## PAGE EXTRACT
Closed muffato closed 1 year ago
nf-core lint
overall result: Passed :white_check_mark: :warning:Posted for pipeline commit 370361f
+| ✅ 126 tests passed |+
#| ❔ 17 tests were ignored |#
!| ❗ 8 tests had warnings |!
Looks great to me, thanks again for the work you're putting in.
I'll wait for input from @gq1 incase there are any Tower breaking changes, unless you know for sure @muffato ?
I tried on the farm, both profile test
and test_full
are fine.
With profile test_github
, after I download the data and replace the path, I still get the error:
container creation failed: mount /home/runner/work/treeval/treeval/TreeValTinyData/gene_alignment_data/fungi/LaetiporusSulphureus/LaetiporusSulphureus.gfLaeSulp1/cdna->/home/runner/work/treeval/treeval/TreeValTinyData/gene_alignment_data/fungi/LaetiporusSulphureus/LaetiporusSulphureus.gfLaeSulp1/cdna error: while mounting /home/runner/work/treeval/treeval/TreeValTinyData/gene_alignment_data/fungi/LaetiporusSulphureus/LaetiporusSulphureus.gfLaeSulp1/cdna: mount source /home/runner/work/treeval/treeval/TreeValTinyData/gene_alignment_data/fungi/LaetiporusSulphureus/LaetiporusSulphureus.gfLaeSulp1/cdna doesn't exist
I can't see anywhere still has the path for github.
Here is the full yaml file for assets/github_testing/TreeValTinyTest.yaml
assembly:
level: scaffold
sample_id: grTriPseu1
latin_name: to_provide_taxonomic_rank
classT: fungi
asmVersion: 1
dbVersion: "1"
gevalType: DTOL
reference_file: /lustre/scratch123/tol/teams/tolit/users/gq2/git_test/treeval/testdata/TreeValTinyData/assembly/draft/grTriPseu1.fa
assem_reads:
pacbio: /lustre/scratch123/tol/teams/tolit/users/gq2/git_test/treeval/testdata/TreeValTinyData/genomic_data/pacbio/
hic: /lustre/scratch123/tol/teams/tolit/users/gq2/git_test/treeval/testdata/TreeValTinyData/genomic_data/hic-arima/
supplementary: path
alignment:
data_dir: /lustre/scratch123/tol/teams/tolit/users/gq2/git_test/treeval/testdata/TreeValTinyData/gene_alignment_data/
common_name: "" # For future implementation (adding bee, wasp, ant etc)
geneset: "LaetiporusSulphureus.gfLaeSulp1"
#Path should end up looking like "{data_dir}{classT}/{common_name}/csv_data/{geneset}-data.csv"
self_comp:
motif_len: 0
mummer_chunk: 10
synteny:
synteny_genome_path: /lustre/scratch123/tol/teams/tolit/users/gq2/git_test/treeval/testdata/TreeValTinyData/synteny/
outdir: "NEEDS TESTING"
intron:
size: "50k"
telomere:
teloseq: TTAGGG
busco:
lineages_path: /lustre/scratch123/tol/teams/tolit/users/gq2/git_test/treeval/testdata/TreeValTinyData/busco/subset/
lineage: fungi_odb10
Not sure why both test_github
tests failed or skipped here. I re-triggered them.
Not sure why both
test_github
tests failed or skipped here. I re-triggered them.

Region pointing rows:
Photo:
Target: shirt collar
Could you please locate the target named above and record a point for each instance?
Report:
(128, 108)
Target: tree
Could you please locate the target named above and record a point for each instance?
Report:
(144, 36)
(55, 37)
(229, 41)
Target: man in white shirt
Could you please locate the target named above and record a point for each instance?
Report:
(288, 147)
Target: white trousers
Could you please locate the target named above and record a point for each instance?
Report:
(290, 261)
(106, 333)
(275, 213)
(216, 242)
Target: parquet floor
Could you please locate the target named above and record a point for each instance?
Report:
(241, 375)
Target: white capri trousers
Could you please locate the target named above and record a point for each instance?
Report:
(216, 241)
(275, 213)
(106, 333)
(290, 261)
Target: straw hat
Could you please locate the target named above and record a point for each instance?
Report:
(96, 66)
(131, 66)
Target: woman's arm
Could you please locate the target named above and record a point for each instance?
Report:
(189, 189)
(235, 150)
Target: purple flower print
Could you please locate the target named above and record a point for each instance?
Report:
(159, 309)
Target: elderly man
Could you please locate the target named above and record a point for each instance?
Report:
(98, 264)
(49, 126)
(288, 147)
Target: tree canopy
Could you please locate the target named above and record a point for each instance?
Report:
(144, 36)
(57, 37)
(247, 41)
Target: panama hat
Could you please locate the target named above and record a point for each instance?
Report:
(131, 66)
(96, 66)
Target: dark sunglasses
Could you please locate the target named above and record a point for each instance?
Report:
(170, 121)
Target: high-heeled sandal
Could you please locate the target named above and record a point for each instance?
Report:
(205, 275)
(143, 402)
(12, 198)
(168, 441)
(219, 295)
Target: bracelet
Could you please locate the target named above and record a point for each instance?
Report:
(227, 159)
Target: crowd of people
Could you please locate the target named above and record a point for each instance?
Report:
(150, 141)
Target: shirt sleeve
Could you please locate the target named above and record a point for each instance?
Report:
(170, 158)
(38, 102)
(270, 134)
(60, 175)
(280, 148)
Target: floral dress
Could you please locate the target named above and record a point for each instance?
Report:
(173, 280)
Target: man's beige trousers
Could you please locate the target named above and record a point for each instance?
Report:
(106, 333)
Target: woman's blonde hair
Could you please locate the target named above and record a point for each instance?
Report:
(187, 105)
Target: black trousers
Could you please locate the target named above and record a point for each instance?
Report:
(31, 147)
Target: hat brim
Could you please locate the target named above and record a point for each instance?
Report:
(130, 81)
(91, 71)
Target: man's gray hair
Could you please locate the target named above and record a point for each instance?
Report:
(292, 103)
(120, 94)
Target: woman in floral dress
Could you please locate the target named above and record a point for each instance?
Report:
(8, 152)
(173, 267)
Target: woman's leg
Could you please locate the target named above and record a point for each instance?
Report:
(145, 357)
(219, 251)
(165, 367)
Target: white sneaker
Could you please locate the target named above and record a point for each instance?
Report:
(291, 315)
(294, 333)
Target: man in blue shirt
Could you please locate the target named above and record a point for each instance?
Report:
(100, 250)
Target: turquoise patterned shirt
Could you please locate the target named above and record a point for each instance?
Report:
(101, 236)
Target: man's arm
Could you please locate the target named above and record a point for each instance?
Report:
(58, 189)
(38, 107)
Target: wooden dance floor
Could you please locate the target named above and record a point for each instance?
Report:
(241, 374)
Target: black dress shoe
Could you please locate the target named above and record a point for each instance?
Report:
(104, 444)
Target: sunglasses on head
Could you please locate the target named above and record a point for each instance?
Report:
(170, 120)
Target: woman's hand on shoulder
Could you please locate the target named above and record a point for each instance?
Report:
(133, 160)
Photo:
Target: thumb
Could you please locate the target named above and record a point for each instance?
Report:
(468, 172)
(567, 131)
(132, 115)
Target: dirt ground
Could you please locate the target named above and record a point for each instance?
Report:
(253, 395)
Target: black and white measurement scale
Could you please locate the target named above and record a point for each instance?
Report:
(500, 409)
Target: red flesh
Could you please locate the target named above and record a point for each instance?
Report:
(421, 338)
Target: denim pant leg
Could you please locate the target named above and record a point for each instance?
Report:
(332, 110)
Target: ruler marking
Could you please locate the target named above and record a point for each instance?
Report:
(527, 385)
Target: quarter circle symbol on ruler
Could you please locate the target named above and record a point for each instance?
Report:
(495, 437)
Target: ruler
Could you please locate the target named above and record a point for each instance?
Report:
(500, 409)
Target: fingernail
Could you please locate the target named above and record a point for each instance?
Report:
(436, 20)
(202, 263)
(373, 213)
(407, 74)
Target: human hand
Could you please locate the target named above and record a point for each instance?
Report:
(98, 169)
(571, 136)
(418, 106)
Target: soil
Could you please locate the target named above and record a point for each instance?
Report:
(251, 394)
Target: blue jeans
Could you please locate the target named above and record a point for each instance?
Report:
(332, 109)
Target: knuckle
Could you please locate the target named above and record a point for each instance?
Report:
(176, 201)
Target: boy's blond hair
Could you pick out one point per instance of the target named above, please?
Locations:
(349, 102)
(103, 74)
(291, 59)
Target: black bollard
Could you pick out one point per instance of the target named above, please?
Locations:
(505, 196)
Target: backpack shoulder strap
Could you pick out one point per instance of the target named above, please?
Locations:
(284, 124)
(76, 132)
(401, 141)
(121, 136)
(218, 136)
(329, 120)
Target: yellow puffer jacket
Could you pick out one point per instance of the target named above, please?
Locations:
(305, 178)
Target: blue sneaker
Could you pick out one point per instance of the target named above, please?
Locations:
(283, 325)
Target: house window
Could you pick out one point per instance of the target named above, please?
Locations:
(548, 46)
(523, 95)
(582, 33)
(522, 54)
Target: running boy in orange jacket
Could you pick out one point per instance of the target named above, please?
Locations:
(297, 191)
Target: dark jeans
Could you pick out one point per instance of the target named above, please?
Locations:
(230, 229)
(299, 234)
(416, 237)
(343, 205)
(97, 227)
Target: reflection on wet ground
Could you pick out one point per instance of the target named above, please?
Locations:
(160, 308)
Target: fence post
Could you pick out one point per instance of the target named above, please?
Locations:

## TASK OBJECTIVE
Write out the part of the thread that begins with the words containing "Closed muffato closed" and ends with "had warnings |!", with no changes.

## SOLUTION TO THIS PROBLEM
Closed muffato closed 1 year ago
nf-core lint
overall result: Passed :white_check_mark: :warning:Posted for pipeline commit 370361f
+| ✅ 126 tests passed |+
#| ❔ 17 tests were ignored |#
!| ❗ 8 tests had warnings |!